▶ SET TASK
Count the lines in the data below that contain the string "bare", with case counting. Give only the number.

Point annotation data:

- - - -

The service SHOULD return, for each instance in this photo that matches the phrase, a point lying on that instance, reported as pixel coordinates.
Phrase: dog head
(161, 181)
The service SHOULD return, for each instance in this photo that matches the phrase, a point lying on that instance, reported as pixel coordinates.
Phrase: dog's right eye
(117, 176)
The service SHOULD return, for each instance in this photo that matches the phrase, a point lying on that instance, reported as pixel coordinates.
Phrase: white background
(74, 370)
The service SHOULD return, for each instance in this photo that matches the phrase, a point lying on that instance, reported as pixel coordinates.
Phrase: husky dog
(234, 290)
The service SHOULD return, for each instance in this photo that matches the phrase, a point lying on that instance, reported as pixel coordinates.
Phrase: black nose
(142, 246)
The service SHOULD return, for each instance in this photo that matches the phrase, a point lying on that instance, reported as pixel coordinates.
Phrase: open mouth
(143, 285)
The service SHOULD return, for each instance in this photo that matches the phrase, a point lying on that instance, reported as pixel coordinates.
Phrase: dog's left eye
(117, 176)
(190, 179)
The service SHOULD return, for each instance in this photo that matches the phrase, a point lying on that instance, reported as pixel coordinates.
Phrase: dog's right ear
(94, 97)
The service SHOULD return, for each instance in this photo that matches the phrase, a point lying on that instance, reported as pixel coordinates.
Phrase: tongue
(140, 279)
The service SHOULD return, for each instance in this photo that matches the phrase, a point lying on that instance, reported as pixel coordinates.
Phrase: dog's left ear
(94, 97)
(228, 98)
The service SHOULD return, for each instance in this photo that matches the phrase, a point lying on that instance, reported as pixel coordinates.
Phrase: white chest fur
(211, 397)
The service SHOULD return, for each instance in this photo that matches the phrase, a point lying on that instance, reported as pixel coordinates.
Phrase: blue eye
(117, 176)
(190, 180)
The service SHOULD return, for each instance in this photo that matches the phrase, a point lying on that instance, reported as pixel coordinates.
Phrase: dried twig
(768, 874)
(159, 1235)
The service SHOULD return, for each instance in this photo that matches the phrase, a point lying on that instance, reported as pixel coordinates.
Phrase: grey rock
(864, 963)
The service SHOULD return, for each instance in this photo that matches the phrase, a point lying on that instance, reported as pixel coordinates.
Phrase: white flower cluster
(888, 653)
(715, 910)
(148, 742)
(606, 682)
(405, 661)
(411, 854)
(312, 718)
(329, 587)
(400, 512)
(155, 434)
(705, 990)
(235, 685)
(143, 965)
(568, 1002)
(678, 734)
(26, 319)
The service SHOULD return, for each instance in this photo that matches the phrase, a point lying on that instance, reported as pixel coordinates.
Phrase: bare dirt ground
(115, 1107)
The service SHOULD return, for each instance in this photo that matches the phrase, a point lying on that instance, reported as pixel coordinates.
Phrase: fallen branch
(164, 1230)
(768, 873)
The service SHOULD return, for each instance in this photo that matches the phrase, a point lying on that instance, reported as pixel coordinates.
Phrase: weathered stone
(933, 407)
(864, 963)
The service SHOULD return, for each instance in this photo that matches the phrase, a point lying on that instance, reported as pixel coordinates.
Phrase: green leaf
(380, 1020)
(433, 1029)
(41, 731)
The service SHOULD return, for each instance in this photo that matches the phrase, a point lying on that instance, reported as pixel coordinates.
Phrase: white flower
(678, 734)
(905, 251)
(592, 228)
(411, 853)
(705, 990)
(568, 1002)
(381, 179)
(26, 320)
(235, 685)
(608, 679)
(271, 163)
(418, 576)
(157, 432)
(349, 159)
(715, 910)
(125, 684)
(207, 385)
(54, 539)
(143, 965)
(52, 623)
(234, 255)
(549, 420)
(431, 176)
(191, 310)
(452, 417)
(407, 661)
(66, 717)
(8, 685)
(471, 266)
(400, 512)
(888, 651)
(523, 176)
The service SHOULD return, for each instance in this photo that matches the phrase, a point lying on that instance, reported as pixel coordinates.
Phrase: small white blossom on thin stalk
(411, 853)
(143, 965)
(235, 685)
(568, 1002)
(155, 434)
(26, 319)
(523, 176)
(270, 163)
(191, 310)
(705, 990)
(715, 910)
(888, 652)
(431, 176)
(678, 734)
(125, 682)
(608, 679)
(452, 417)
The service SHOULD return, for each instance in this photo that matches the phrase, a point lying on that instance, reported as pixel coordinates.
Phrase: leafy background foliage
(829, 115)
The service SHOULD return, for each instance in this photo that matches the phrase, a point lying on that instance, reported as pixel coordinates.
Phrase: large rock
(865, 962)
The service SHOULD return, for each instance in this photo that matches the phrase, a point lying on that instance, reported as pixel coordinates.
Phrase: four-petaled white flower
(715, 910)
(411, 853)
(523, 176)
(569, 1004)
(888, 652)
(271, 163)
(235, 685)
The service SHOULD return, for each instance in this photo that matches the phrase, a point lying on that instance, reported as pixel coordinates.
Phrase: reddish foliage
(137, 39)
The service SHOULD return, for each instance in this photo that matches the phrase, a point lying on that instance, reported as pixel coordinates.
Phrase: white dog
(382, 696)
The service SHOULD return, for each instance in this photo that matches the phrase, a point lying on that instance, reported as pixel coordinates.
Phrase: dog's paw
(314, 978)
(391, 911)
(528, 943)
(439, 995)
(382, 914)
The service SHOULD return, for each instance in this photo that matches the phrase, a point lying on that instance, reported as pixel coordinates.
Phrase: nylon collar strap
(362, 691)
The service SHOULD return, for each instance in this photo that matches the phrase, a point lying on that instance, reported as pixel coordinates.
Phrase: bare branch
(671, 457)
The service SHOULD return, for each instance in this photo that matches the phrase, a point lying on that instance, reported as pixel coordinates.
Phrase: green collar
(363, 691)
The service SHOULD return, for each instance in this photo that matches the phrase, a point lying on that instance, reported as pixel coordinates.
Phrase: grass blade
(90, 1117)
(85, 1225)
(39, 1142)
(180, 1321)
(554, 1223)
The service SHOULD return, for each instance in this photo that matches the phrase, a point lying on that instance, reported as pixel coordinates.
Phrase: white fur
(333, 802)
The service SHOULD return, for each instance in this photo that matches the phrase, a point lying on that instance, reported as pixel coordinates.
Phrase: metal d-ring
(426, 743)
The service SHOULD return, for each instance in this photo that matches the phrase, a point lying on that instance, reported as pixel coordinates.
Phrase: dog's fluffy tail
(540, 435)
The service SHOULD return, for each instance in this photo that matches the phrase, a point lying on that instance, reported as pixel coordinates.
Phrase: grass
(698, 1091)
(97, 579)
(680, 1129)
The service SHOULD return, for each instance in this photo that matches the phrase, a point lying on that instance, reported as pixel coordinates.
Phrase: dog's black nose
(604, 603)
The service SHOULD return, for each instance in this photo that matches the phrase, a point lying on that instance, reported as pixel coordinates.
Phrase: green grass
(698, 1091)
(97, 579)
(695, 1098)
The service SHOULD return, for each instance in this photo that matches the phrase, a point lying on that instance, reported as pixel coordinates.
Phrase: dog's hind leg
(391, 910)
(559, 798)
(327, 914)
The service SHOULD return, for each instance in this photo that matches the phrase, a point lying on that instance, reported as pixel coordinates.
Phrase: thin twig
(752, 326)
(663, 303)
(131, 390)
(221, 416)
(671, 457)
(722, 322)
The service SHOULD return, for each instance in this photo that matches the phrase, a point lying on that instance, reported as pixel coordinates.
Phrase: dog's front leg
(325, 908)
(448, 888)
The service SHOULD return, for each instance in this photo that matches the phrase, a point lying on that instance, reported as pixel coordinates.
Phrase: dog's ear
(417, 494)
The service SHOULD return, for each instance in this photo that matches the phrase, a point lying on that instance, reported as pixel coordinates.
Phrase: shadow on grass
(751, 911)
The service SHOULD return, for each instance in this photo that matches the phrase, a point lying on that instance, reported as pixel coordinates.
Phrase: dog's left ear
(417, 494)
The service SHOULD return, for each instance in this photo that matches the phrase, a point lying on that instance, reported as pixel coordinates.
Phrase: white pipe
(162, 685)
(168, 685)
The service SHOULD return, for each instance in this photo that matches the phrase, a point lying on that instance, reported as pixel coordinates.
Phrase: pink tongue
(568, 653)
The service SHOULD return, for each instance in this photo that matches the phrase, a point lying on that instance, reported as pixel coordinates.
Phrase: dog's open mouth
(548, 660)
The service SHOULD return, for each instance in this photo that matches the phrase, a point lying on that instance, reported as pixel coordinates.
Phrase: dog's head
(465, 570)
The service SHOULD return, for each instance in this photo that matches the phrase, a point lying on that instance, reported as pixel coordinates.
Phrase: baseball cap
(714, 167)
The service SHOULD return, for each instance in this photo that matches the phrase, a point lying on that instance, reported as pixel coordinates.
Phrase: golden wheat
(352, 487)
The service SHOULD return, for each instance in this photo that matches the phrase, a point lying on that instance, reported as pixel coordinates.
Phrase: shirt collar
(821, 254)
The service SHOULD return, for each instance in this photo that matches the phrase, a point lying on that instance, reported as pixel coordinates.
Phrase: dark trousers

- - - -

▶ THE OUTPUT
2